#### READING PASSAGE:
== Segment start ==

However, the medical community tends to wrap empathy in with the subject of physician or caregiver burnout, said Gordon Wallace, a physician and managing director of the Safe Medical Care program at the Canadian Medical Protective Association.

The two go hand in hand, he indicated. Signs of burnout can result in lack of compassion or a physician feeling disengaged from work. Advice to prevent this tends to revolve around physicians and caregivers being more mindful and resilient, two ubiquitous words in any walk of life these days. The premise is that doctors need to take care of themselves if they are to take care of patients.

Here is where simulations gadgets could perhaps help take caregivers out of their complacency or burnout.

Yet, Wallace indicated that empathy won't grow merely by the use of a device. It would have to become part of the larger dialogue between doctor and patient. It would join the narrative that unfolds over the course of medical care. It's a narrative that's intricate, with many potential pitfalls, cancelled appointments, unanswered questions, perhaps a lack of understanding.

How, then, would Klick's device fit within the course of this physician-patient relationship? How would the simulation alter that relationship? Will it matter that different physicians will inevitably have different reactions to the device?

Klick plans to clinically test the tremor device's effectiveness by surveying 200 or so doctors, Fossat said, to determine if the physicians' empathy changed after using the device. This will be measured through a series of standardized questions on patient care. The study is expected to be completed by year's end.

When I tried the device, Fossat first spritzed my arm with water. This helps to conduct the electrical pulses. Then he strapped the electrodes around the forearm. They are connected to a small device sending the pulses.

After a quick, blip-like sensation, the pulses kicked in. My hand twitched mildly, but unceasingly. After 10 minutes, the main sensation was simply fatigue. Fossat and a technician hinted that this was longer than most people try it and that I'll likely feel the ghost of a twitch for the rest of the day. I didn't though.

== Segment end ==

#### TASKS:
1. In the article on the tremor device, roughly how many doctors does Klick plan to survey to test the device's effectiveness?
2. List every pitfall the article on the tremor device names in the narrative that unfolds over the course of medical care.
3. Please carry the article on the tremor device forward from its final sentence.

#### DATA UNDER STUDY:

== Segment start ==

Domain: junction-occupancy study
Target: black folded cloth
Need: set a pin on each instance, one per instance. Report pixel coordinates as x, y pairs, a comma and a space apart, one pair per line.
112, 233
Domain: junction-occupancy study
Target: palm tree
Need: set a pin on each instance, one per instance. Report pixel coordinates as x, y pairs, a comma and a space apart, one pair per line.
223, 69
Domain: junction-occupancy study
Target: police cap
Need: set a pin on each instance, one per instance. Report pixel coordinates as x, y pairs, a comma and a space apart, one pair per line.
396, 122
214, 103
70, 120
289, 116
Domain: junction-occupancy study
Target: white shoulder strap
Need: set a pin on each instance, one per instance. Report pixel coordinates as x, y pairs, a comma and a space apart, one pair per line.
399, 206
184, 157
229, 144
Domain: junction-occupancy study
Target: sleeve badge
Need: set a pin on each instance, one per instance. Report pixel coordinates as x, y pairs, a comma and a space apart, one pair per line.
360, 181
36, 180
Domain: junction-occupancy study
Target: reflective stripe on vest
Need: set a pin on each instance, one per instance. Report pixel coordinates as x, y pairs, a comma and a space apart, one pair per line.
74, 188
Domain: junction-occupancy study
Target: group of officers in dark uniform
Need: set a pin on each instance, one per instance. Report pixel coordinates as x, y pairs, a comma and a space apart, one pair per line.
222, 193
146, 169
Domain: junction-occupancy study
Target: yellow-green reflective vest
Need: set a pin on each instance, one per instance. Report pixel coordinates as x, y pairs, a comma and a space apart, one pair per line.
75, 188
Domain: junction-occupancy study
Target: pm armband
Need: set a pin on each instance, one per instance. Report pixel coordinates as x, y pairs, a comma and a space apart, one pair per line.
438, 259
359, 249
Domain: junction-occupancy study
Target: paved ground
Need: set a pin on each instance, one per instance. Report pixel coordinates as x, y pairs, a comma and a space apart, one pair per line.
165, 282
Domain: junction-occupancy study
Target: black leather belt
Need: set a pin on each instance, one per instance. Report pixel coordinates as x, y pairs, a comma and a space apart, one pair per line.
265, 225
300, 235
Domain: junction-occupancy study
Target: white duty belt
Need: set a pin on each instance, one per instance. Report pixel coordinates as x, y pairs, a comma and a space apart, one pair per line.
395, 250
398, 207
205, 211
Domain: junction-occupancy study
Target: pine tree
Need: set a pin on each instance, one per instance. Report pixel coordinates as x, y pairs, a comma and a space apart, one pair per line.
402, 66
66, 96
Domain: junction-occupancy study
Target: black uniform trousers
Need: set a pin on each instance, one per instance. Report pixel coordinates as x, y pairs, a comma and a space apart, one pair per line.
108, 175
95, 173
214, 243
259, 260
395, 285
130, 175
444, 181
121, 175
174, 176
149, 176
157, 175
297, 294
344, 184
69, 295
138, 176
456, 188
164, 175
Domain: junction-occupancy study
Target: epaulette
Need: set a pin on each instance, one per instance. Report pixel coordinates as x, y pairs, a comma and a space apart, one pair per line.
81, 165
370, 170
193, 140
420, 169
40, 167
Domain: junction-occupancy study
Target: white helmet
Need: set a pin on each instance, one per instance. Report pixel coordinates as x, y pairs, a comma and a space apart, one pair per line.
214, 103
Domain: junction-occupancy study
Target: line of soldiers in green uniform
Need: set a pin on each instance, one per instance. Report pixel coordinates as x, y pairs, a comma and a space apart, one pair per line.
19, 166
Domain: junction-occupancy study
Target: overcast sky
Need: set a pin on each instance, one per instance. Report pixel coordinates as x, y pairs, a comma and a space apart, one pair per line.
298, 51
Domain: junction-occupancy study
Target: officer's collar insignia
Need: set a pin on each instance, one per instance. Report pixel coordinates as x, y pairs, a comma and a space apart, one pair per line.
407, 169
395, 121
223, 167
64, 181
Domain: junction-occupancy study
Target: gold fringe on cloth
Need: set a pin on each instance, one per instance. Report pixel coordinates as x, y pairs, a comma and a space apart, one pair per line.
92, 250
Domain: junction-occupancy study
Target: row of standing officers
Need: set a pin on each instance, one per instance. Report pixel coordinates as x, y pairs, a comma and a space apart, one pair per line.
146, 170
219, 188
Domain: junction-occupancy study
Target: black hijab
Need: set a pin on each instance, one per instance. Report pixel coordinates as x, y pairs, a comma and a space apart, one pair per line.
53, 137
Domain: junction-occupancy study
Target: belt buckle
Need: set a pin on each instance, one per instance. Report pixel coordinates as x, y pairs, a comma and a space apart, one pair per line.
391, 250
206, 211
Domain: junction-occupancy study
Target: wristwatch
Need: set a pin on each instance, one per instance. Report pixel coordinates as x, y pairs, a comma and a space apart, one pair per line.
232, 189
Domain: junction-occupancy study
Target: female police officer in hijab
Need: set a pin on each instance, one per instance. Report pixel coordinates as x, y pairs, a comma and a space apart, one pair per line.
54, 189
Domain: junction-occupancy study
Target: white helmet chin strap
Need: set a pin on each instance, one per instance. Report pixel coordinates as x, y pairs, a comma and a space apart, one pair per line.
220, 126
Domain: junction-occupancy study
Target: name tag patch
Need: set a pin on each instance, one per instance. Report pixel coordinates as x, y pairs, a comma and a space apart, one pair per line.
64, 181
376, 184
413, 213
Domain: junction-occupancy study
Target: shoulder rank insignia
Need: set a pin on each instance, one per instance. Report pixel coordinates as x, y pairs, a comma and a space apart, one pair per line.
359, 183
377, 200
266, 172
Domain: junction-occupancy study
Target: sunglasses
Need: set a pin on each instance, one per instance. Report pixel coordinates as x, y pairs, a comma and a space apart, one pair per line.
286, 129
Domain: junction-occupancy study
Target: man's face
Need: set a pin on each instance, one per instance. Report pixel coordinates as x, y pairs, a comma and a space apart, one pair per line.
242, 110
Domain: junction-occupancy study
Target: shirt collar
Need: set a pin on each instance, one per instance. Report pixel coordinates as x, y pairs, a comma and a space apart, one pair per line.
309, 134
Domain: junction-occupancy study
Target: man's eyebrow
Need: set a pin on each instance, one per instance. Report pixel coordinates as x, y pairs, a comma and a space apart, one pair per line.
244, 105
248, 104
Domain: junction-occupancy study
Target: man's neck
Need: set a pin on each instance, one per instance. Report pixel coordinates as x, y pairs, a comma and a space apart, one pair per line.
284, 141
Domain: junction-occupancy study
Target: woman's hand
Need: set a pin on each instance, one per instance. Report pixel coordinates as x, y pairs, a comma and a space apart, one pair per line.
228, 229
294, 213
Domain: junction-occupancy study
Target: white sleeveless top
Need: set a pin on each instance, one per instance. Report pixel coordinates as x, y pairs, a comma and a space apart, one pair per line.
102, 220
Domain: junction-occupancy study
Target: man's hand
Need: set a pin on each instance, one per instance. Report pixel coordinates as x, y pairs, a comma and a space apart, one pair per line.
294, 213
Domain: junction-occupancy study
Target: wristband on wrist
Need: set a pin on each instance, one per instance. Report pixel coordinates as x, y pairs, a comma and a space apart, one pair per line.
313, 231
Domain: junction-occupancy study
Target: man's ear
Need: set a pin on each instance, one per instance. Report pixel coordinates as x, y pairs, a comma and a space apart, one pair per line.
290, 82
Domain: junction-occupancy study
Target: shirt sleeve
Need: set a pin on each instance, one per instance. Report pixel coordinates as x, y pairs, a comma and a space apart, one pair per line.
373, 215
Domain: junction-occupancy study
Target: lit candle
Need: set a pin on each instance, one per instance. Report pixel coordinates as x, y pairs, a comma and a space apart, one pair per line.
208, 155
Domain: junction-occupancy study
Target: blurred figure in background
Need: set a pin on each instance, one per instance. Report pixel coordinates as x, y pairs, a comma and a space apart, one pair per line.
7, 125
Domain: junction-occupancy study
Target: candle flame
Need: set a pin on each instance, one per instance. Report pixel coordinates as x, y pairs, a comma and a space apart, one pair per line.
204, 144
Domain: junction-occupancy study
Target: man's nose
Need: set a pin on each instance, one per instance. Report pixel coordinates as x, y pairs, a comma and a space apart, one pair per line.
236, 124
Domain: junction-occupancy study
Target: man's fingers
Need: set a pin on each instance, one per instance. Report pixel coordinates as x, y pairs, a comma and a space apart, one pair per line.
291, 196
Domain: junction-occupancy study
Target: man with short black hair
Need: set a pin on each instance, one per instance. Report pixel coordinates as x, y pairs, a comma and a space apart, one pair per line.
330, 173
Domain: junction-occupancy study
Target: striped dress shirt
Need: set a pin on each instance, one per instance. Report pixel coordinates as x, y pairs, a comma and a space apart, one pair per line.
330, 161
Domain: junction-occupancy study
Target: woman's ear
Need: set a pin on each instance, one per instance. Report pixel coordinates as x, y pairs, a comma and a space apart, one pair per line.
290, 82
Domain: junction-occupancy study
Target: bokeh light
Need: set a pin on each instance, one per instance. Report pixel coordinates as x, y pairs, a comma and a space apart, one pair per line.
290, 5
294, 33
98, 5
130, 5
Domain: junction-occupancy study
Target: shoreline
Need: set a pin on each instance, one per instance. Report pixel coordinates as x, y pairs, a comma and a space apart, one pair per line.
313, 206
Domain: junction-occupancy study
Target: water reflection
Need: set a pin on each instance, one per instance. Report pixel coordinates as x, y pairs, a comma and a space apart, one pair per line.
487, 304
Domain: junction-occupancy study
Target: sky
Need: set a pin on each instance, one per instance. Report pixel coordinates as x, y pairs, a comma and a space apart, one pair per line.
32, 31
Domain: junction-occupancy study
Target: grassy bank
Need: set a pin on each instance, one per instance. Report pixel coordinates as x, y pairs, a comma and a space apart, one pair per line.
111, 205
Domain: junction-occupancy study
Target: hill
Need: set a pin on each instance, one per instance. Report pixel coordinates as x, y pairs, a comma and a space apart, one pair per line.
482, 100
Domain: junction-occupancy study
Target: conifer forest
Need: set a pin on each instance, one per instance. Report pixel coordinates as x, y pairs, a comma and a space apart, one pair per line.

== Segment end ==

#### TASK ANSWERS:
1. About 200 doctors.

2.
- Cancelled appointments
- Unanswered questions
- A lack of understanding

3.
I could write normally with the trembling hand. I could hold a small cup and drink from it. I also found myself doing what apparently many do, instinctively resting my hand on my leg to try to calm the sensation (which accomplished the opposite, since consciously trying to rest the muscles actually makes the twitching more pronounced). I asked to have the strength turned up, which Fossat did by spraying more conductive water and reapplying the device.

The sensation didn't change, but everything else did, including speaking and even just sitting. Everything felt more of a deliberate act. My overwhelming instinct was to slow everything down, to add more of a conscious balance in the rest of my body to the unconscious tremors.

Fossat noted this. Everyone reacts differently, he said.

The end effect was to be reminded how strong people are in facing disease, how strong a hindered human body is in still going about the day.

But there's a lot the device can't do. Parkinson's patients' muscles can become rigid, in a state of perpetual contraction, rather than assuming a normal resting state, so each tremor for them can be a further contraction on top of a contraction. The armband doesn't fully replicate this.

Nor can any brief demonstration, in an electronics and digital lab in the middle of a corporate office in downtown Toronto, come close to the physical and mental drain of the actual disease, seeing specialists, awaiting diagnosis, readjusting one's life to the sheer accident of illness.

But in some ways, the device isn't trying to do all of that. The idea is simply to give non-patients a feel for the physical tremors, not the panoply of emotions and sympathy surrounding them. And here is where Fossat, who comes from a background in science and medical technology, distinguishes empathy from sympathy.

"A lot of people who are sick receive sympathy. But empathy is much more technical," he said. "That doesn't mean there is no need for emotions, but [empathy] is more profound in the understanding of what a patient is going through. Out of that you can generate sympathy, but it starts with empathy.

"The old expression of walking in somebody else's shoes, that's empathy."